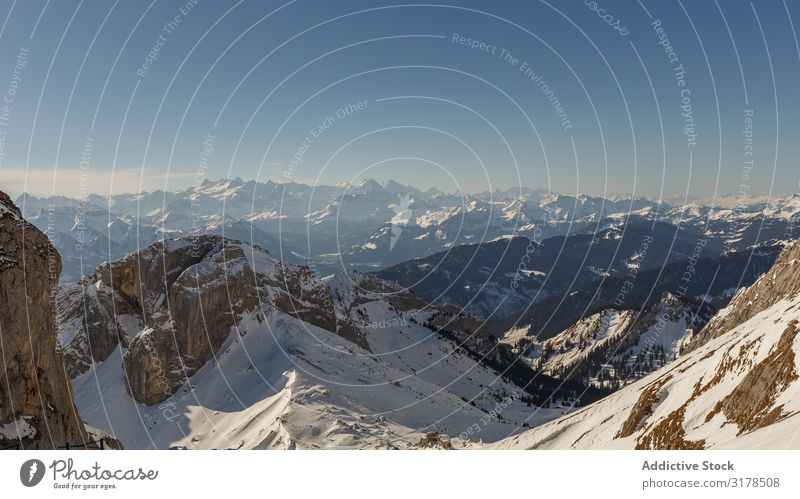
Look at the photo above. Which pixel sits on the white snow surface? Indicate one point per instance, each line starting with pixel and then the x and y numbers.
pixel 731 356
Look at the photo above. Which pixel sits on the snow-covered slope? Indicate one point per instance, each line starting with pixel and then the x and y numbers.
pixel 237 350
pixel 738 389
pixel 614 347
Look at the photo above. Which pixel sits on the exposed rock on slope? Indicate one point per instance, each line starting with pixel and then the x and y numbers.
pixel 777 284
pixel 231 348
pixel 738 389
pixel 36 406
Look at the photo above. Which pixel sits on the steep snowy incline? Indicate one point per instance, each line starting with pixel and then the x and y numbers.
pixel 738 389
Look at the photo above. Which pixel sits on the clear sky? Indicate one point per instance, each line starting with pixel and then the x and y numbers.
pixel 623 97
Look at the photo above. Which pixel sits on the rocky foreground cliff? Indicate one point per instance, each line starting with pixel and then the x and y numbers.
pixel 36 405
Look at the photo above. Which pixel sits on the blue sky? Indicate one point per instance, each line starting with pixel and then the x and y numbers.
pixel 259 76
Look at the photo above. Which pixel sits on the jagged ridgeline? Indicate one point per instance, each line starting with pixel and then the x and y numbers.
pixel 36 406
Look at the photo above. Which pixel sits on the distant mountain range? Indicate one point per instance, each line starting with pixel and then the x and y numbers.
pixel 370 226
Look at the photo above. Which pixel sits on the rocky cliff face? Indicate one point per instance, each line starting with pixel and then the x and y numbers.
pixel 36 406
pixel 174 303
pixel 616 346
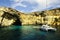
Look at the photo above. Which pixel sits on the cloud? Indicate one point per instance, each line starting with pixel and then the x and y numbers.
pixel 41 4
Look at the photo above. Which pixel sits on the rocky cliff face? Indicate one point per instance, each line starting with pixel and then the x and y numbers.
pixel 9 16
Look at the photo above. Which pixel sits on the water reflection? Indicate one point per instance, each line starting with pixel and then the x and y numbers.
pixel 27 33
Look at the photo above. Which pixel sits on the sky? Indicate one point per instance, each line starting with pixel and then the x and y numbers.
pixel 30 5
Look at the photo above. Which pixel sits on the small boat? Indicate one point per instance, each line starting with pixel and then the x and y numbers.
pixel 47 28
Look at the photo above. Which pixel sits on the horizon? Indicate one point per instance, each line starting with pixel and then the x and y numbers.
pixel 30 5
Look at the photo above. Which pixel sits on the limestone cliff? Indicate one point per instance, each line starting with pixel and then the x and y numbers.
pixel 9 16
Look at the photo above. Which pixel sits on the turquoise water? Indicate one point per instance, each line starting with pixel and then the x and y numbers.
pixel 27 33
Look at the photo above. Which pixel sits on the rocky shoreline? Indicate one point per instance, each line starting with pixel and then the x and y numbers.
pixel 9 16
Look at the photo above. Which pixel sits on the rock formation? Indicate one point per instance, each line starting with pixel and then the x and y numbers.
pixel 9 16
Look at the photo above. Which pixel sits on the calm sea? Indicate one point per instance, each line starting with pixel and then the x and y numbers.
pixel 27 33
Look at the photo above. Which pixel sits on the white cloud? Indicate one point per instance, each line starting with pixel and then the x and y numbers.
pixel 42 4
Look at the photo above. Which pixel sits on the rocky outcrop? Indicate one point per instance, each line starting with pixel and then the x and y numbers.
pixel 9 16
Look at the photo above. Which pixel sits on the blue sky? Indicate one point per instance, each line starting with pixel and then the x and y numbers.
pixel 30 5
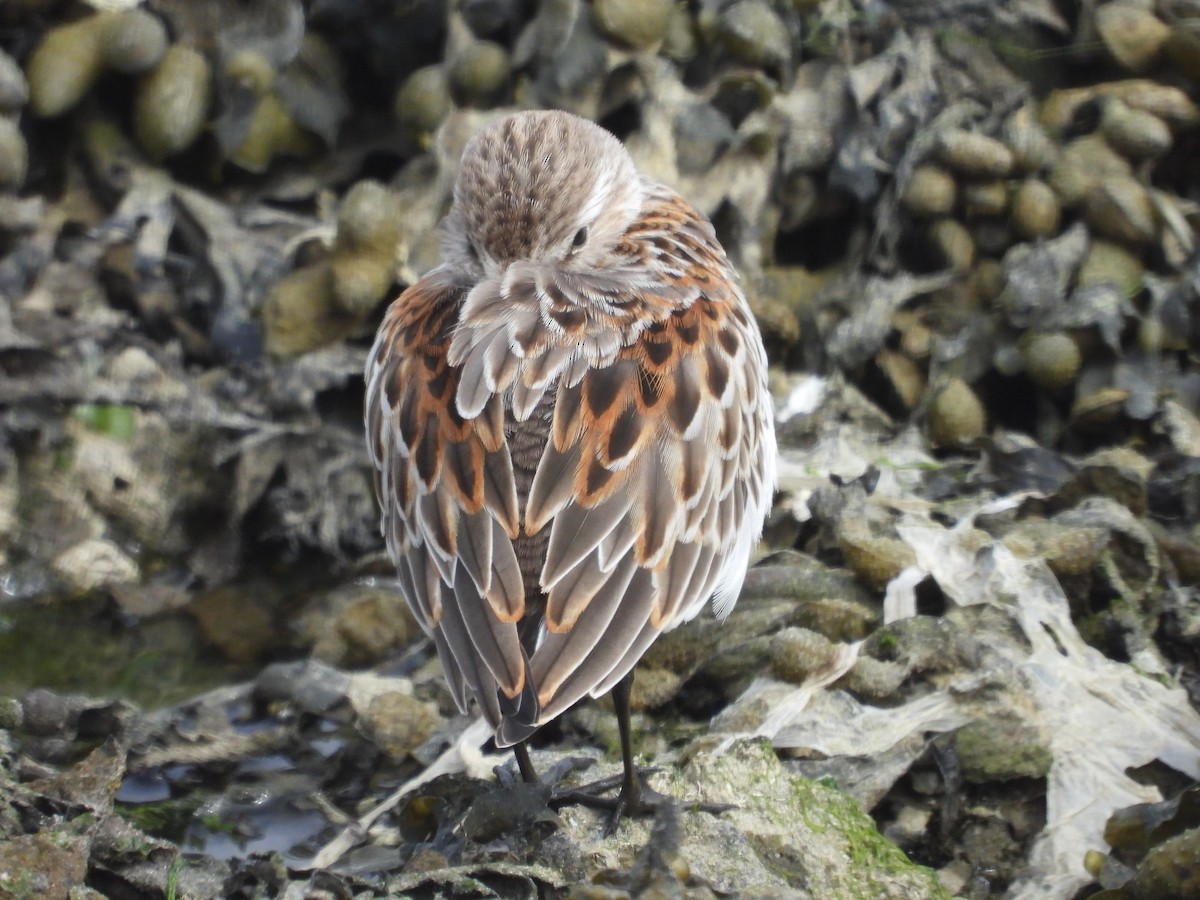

:::::

Pull every line from the records above that contains the string "slope". Case counts.

Right answer -
Look at the photo above. Which pixel sits on the snow-covered slope? Indicate one point per instance, each line starting with pixel and then the x and y numbers.
Look at the photo above. Which pixel sits on the exposed rock on slope? Indicate one point per instance, each line starting with pixel and then the x and y numbers.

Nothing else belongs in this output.